**PASSAGE:**
• • • • •

There are two kinds of bad handwriting. I’ve had friends and students over the years who write in ways that I find hardly legible. I think, for example, of a wonderful student I worked with at Shimer. His name was Larry. When it came time to type the evaluations of his teachers that he would fill out by hand each semester, a team of three of us would gather in the registrar’s office to interpret what he wrote. One member of the team was a scholar with experience deciphering old manuscripts. Reading Larry’s writing was challenging.
At the same time, no one would have confused his handwriting with a child’s. It was very much developed, even elegant in places. The lines were smooth, the shapes showed Larry’s nice sense of proportions.
The poor handwriting I had when I was learning to write Chinese was quite a different matter. It lacked clarity because it lacked proportion. Its lines were wavering, as if unsure. It resembled nothing so much as the first efforts of a five-year-old child. It was the work of an unpracticed hand.
I was thinking of the different sorts of bad handwriting as I looked at the blackboard in the literacy center we were observing in the countryside outside of Twoudinò, a small city in the northeast of Haiti. It took the teacher about ten minutes to write two short sentences – they were common Haitian proverbs – on the board, and she did it with an evidently unpracticed hand.
Watching her struggle to write, and seeing the results of her struggle, brought to focus the interesting and difficult problem we’re trying to help Fonkoze solve. I’ve written about Fonkoze before. It’s a bank that offers financial services to the rural poor. (See www.fonkoze.org.) It’s also committed to offering its borrowers – nearly 100% of whom are market women – education, starting with basic literacy when necessary. Not just that, but it is committed to developing the very same market women as their own teachers.
Fonkoze helps its clients organize themselves into “credit centers” of 30-40 borrowers. The dream it is pursuing is for those credit centers to become long-term solidarity groups in which, among other things, members are regularly pursuing educational opportunities that they then share with one another. At different moments in a center’s history, different women will step forward to terach the group.
The problem is that there are plenty of credit centers that don’t have members with strong educational backgrounds. Often enough, the best candidates that Fonkoze can find within the centers to serve as literacy teachers are not all that literate themselves. They are, at least, without strong reading and writing skills.

• • • • •

**PROBLEM TO SOLVE:** From the handwriting essay above, pull out the passage that opens with "The poor handwriting" and ends with "an unpracticed hand.", copied word for word.

• • • • •

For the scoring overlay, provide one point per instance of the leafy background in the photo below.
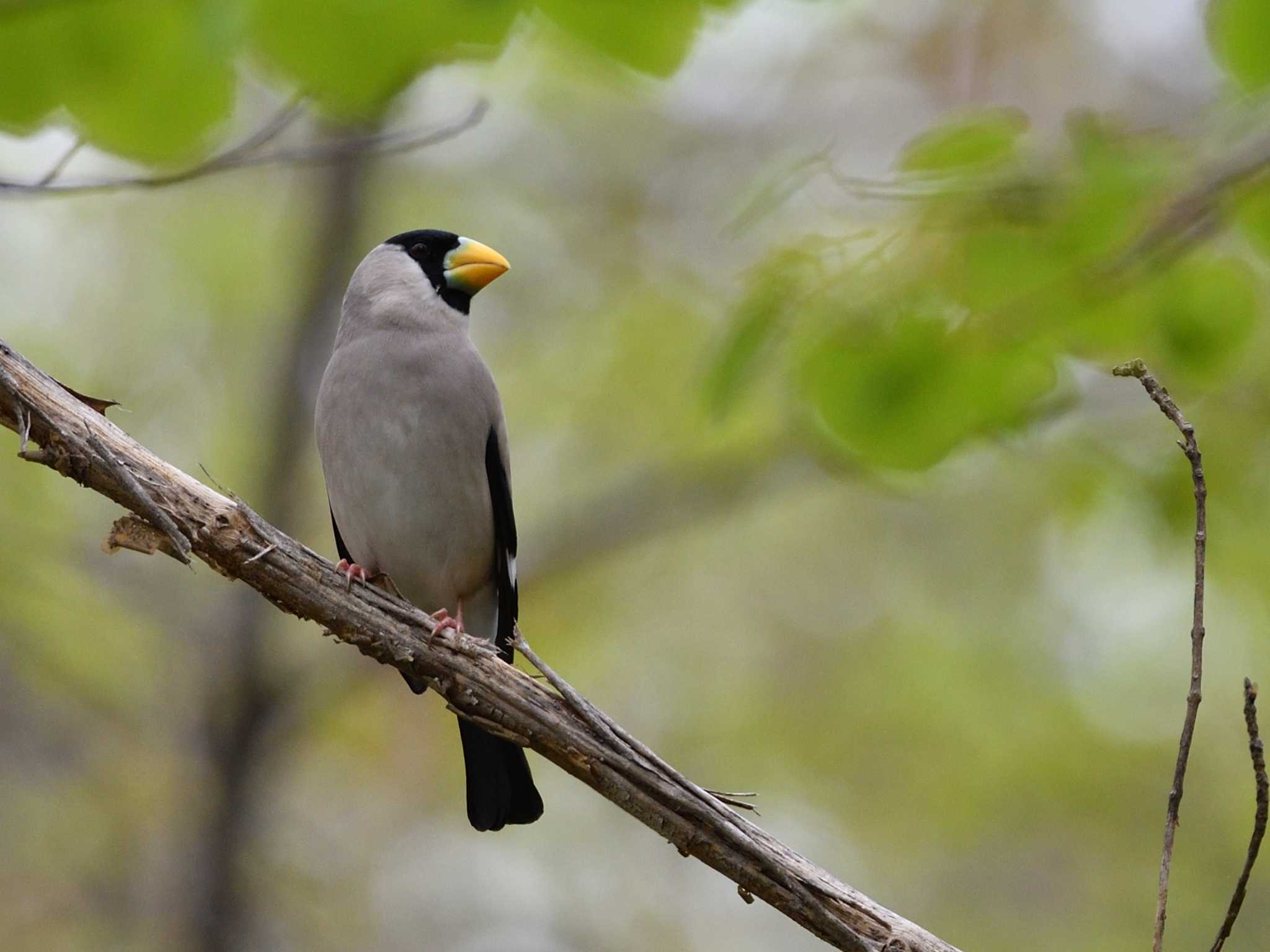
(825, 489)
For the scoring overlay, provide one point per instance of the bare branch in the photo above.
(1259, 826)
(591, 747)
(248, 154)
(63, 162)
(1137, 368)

• • • • •

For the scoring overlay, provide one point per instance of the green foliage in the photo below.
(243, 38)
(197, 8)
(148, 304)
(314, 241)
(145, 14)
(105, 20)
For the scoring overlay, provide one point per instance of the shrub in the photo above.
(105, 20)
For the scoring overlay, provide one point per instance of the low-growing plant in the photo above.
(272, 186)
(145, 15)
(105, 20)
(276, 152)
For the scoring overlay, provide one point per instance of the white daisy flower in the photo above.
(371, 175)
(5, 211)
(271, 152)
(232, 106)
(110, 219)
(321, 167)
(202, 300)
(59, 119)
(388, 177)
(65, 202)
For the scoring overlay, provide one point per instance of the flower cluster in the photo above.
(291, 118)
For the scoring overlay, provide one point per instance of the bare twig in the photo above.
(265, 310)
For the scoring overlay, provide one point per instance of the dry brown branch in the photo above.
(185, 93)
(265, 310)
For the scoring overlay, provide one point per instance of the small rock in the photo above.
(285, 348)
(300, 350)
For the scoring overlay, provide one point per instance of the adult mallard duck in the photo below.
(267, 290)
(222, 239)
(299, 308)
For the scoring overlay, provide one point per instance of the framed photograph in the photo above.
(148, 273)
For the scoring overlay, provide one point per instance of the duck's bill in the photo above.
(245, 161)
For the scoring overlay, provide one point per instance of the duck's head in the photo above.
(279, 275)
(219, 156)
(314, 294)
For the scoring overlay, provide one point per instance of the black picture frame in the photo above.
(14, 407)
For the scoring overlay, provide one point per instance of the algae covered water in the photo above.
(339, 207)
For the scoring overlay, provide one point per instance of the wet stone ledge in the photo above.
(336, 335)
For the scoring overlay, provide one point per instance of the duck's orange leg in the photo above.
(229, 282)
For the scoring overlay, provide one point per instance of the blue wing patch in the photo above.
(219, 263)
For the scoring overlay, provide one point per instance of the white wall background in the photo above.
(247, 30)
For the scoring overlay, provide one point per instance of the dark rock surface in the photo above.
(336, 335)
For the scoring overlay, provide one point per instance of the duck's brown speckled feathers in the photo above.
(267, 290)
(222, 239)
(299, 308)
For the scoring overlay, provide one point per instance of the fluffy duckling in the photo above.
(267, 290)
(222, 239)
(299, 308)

• • • • •

**TASK RESULT:**
The poor handwriting I had when I was learning to write Chinese was quite a different matter. It lacked clarity because it lacked proportion. Its lines were wavering, as if unsure. It resembled nothing so much as the first efforts of a five-year-old child. It was the work of an unpracticed hand.